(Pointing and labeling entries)
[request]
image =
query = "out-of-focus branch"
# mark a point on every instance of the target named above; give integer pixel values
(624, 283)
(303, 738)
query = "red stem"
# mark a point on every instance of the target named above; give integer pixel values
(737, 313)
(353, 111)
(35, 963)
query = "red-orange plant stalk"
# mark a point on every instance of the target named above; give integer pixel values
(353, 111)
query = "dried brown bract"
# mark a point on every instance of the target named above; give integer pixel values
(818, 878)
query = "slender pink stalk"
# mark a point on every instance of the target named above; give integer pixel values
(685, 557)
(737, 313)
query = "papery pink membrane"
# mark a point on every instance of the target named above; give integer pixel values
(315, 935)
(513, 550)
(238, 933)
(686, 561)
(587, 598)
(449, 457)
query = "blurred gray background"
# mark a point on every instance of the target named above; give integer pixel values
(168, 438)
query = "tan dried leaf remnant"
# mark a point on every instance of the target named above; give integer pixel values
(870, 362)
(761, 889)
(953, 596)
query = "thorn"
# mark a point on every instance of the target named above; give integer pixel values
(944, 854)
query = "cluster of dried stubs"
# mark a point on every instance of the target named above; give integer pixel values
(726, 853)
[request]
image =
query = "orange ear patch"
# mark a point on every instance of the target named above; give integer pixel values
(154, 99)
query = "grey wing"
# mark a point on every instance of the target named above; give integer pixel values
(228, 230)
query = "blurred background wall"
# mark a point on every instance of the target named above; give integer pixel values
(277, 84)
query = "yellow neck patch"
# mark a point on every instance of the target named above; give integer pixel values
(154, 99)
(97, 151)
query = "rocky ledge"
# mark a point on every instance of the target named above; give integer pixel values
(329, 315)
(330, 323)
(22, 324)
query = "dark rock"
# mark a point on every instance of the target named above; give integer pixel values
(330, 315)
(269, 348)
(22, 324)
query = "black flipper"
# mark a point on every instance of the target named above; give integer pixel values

Exercise —
All of the data above should be transcribed exactly.

Answer for this exercise —
[request]
image =
query = "out-of-focus branch"
# mark a point on every instance of the target named above; give integer pixel values
(624, 283)
(303, 738)
query = "red stem"
# mark a point on every instance of the target named above; give integer pixel values
(737, 313)
(353, 111)
(35, 963)
query = "red-orange plant stalk"
# mark a point on every instance of the target named above; give integer pixel values
(353, 111)
query = "dried brown bract"
# mark a point on every instance of the target named above; give integer pixel values
(818, 878)
query = "slender pink stalk"
# mark a point on every instance of the target named above; give integer pixel values
(685, 557)
(737, 313)
query = "papery pink membrane"
# mark a point on every instance of the target named above; give integer pixel values
(315, 935)
(513, 550)
(238, 933)
(686, 561)
(587, 598)
(449, 457)
query = "blurred gray background"
# mark a point on every instance of the target named above; give integer pixel values
(168, 438)
query = "tan dried leaf remnant"
# mark a point on every instance of the target named above; give integer pixel values
(870, 362)
(761, 889)
(953, 596)
query = "thorn"
# mark a point on every instance of the target named above; give integer pixel values
(944, 854)
query = "cluster of dried stubs"
# mark a point on every instance of the target named above; give integer pixel values
(726, 853)
[request]
image =
query = "orange ear patch"
# mark a point on every instance of the target named above; give integer pixel values
(154, 99)
query = "grey wing"
# mark a point on every instance of the target named above; give integer pixel values
(228, 230)
query = "blurred background wall"
# mark a point on every instance of the target named above; give integer pixel values
(277, 84)
query = "yellow neck patch"
# mark a point on every instance of the target named above; give integer pixel values
(154, 99)
(97, 151)
query = "rocky ledge"
# mark a point on every instance of the target named above; give integer pixel values
(329, 315)
(330, 323)
(22, 324)
query = "dark rock"
# mark a point on every instance of the target named above; give integer pixel values
(330, 315)
(269, 348)
(22, 324)
query = "black flipper"
# mark a point on every instance of the target named above; give integer pixel values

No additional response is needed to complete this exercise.